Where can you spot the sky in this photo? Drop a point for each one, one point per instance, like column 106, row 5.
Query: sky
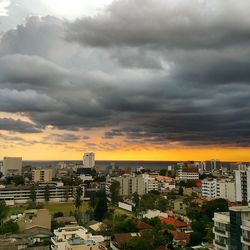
column 126, row 79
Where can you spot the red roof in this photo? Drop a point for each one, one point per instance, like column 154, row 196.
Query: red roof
column 198, row 183
column 179, row 235
column 140, row 225
column 174, row 222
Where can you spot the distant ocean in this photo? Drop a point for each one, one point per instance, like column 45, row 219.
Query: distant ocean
column 122, row 164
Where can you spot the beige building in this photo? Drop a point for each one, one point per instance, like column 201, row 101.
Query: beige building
column 35, row 218
column 42, row 175
column 75, row 238
column 80, row 244
column 12, row 166
column 131, row 184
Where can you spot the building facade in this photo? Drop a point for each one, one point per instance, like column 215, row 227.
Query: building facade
column 20, row 195
column 64, row 238
column 12, row 166
column 188, row 171
column 214, row 189
column 231, row 229
column 242, row 184
column 89, row 160
column 42, row 175
column 131, row 184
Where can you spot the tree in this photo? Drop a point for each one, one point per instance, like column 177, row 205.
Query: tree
column 195, row 238
column 100, row 209
column 244, row 203
column 78, row 198
column 217, row 205
column 46, row 193
column 9, row 227
column 33, row 193
column 3, row 211
column 162, row 204
column 181, row 190
column 115, row 191
column 66, row 194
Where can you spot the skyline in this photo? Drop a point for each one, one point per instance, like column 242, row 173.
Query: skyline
column 126, row 79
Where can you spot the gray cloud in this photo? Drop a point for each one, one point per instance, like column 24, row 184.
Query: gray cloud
column 9, row 124
column 166, row 24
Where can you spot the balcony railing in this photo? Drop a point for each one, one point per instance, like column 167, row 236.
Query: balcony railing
..........
Write out exactly and only the lines that run from the start of the data above through the line containing "Where can you spot the beige", leaving the pictures out.

WRITTEN ANSWER:
Where can you spot the sky in this photo? Drop a point for each one, one point per instance, like column 106, row 5.
Query: sky
column 126, row 79
Where can you spot the red roof in this photo? Drop a point for each one, one point per instance, like column 154, row 196.
Query: red roof
column 198, row 183
column 179, row 235
column 140, row 225
column 174, row 222
Where can you spot the distant ocean in this photo? Drop a point for each one, one point per instance, like column 45, row 219.
Query: distant ocean
column 122, row 164
Where can you spot the beige building in this photo? Drop a point for each one, one point per instance, like column 201, row 101.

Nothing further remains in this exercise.